> **TO BE DONE**
Quote each entry below word for word, leaving out the pictures.

> **ENTRIES SUPPLIED**
+--
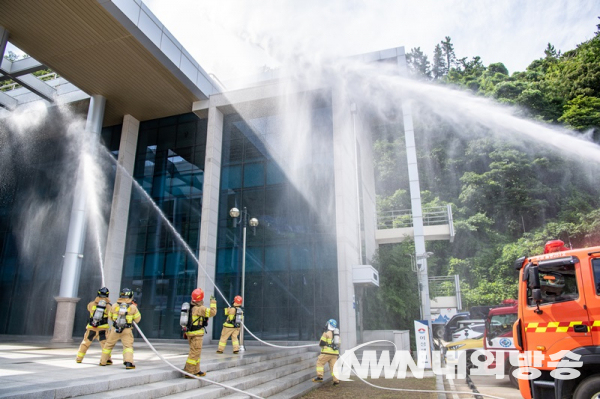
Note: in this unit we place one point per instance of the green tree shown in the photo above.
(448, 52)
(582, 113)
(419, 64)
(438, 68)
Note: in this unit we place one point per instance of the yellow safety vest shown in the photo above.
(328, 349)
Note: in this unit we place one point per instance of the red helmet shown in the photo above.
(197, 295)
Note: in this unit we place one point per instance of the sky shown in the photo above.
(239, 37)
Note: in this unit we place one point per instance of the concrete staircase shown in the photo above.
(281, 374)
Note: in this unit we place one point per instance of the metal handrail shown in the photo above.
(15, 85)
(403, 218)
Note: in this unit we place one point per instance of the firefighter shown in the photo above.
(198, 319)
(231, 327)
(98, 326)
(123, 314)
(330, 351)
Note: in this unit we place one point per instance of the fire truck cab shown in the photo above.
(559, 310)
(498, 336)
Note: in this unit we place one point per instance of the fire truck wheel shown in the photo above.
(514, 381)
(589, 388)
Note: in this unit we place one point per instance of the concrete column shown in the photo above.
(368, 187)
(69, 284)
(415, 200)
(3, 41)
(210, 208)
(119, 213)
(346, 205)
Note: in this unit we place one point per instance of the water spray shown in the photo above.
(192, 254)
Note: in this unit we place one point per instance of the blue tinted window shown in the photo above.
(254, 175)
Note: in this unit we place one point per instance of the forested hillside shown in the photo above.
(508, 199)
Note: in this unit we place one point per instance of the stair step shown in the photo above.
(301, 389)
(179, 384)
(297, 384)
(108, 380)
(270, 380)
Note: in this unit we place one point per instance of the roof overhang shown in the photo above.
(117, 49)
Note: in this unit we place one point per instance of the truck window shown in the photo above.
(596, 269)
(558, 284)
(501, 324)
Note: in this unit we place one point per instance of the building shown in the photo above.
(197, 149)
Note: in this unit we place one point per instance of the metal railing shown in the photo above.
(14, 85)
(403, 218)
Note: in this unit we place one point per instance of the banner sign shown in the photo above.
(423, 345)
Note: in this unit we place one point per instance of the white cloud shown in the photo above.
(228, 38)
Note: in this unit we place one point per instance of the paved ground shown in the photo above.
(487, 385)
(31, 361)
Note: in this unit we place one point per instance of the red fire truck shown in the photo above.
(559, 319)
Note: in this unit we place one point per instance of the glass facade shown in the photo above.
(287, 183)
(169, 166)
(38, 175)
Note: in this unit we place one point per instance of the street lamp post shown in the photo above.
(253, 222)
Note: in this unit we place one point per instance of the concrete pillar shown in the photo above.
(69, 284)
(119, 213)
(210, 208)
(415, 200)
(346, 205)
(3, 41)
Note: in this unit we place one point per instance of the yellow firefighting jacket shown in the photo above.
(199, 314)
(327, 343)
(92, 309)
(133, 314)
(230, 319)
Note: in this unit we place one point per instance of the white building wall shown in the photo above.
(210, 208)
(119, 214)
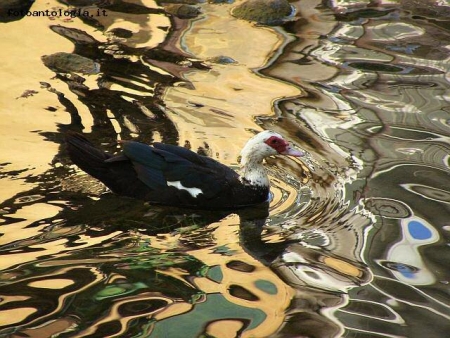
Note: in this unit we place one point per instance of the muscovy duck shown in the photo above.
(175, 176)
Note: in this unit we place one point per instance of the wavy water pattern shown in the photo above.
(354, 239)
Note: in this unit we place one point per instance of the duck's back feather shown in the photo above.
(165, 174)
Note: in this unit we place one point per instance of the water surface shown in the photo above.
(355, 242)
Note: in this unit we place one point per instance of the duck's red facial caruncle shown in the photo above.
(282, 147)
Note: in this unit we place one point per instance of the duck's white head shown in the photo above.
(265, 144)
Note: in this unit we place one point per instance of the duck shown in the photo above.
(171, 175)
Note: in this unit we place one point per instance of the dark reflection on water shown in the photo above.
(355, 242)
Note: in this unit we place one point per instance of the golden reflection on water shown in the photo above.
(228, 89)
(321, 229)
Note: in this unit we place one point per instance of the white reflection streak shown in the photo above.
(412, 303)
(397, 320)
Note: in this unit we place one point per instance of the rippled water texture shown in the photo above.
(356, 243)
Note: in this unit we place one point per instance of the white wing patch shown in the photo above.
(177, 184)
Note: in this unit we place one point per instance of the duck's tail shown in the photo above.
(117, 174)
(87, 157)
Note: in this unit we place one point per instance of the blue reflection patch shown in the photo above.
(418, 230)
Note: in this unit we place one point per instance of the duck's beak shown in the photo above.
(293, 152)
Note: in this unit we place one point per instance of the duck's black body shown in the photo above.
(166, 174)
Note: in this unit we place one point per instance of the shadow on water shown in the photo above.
+--
> **SOLUTION**
Note: in this unit we place one point per instance of the green tree shown in the photo above.
(448, 52)
(582, 113)
(419, 64)
(438, 68)
Note: in this unit we place one point per instance of the yellow safety vest shown in the photo above.
(328, 349)
Note: in this unit we place one point per instance of the red helmet shown in the photo above.
(197, 295)
Note: in this unit we place one point per instance of the sky shown in the photo above.
(239, 37)
Note: in this unit we place one point per instance of the concrete staircase shown in the photo above.
(281, 374)
Note: in this unit we place one point per instance of the metal handrail shown in the photo above.
(15, 85)
(403, 218)
Note: in this unit we place one point per instance of the firefighter shown in the photo above.
(198, 319)
(231, 327)
(98, 326)
(123, 314)
(330, 351)
Note: in this unit we place one point per instance of the fire truck cab shown in the photo above.
(559, 310)
(498, 336)
Note: in this unit we place one point per instance of the fire truck wheel shown in the photo above.
(514, 381)
(589, 388)
Note: in this unit we place one point per instance of the concrete column shown in the photo above.
(368, 187)
(69, 284)
(415, 200)
(3, 41)
(210, 208)
(119, 213)
(346, 205)
Note: in this unit we place one point per instance of the water spray shown in the photo above.
(192, 254)
Note: in this unit we place one point per instance of the blue tinted window shown in the photo above.
(254, 175)
Note: in this unit we place one point per instance of the forested hillside shown in the photo above.
(508, 199)
Note: in this unit we place one point per instance of the stair step shown in the photo above.
(301, 389)
(179, 384)
(297, 384)
(108, 380)
(270, 380)
Note: in this unit we place one point per instance of the roof overhang shown in the photo above.
(117, 49)
Note: in this unit we place one point per instance of the truck window shown in the photo above.
(596, 269)
(558, 284)
(501, 324)
Note: in this unit we place one point per instance of the building shown in the photo above.
(197, 149)
Note: in this unit we place one point per instance of the metal railing shown in the photo above.
(14, 85)
(403, 218)
Note: in this unit we place one point per instance of the banner sign shown in the photo above.
(423, 345)
Note: in this unit we place one point per instance of the white cloud shown in the photo above.
(228, 38)
Note: in this unit we place one point per instance of the paved ground shown in the photo above.
(487, 385)
(31, 361)
Note: in this unit we place one point per instance of the red fire truck shown in the photo above.
(559, 319)
Note: in this unit we place one point per instance of the glass facade shown in the photo above.
(287, 183)
(169, 166)
(38, 175)
Note: in this unit we place one point per instance of the street lamp post shown in the photo above.
(253, 222)
Note: in this unit we place one point per instance of the concrete pillar shown in the photo above.
(69, 284)
(119, 213)
(210, 208)
(415, 200)
(346, 205)
(3, 41)
Note: in this unit we place one point per instance of the yellow firefighting jacket shown in the photo above.
(199, 314)
(327, 343)
(92, 309)
(133, 314)
(230, 319)
Note: in this unit we place one point per instance of the white building wall shown in the photo above.
(210, 208)
(119, 214)
Note: in this unit we place one point per instance of the muscovy duck shown in the photo above.
(175, 176)
Note: in this unit we place one point per instance of the wavy water pattern shown in the photo above.
(354, 239)
Note: in this unit we place one point per instance of the duck's back feather shown in the photo above.
(165, 174)
Note: in this unit we place one point per instance of the water surface shown in the photo above.
(355, 242)
Note: in this unit we place one point per instance of the duck's red facial caruncle shown in the photo above.
(282, 147)
Note: in this unit we place one point per instance of the duck's white head shown in the photo above.
(265, 144)
Note: in this unit we place one point per instance of the duck shown in the photo above.
(171, 175)
Note: in this unit we place one point per instance of the dark reflection on water shown in the photo above.
(355, 242)
Note: in this unit we place one point per instance of the golden reflection on water shown in the photo above.
(228, 89)
(321, 229)
Note: in this unit we place one point per instance of the white reflection streak shown in the photo above.
(412, 303)
(397, 320)
Note: in this unit we place one point per instance of the rippled water texture shown in the photo above.
(356, 243)
Note: in this unit we place one point per instance of the white wing patch shown in the photo above.
(177, 184)
Note: in this unit we place one point per instance of the duck's tail shown in the photo above.
(117, 174)
(87, 157)
Note: in this unit we place one point per instance of the blue reflection patch shown in the photo above.
(418, 230)
Note: in this unit we place one point per instance of the duck's beak shown in the photo above.
(293, 152)
Note: in this unit we place one point per instance of the duck's black body shown in the photo above.
(166, 174)
Note: in this unit we place one point per instance of the shadow on water shown in the photo above.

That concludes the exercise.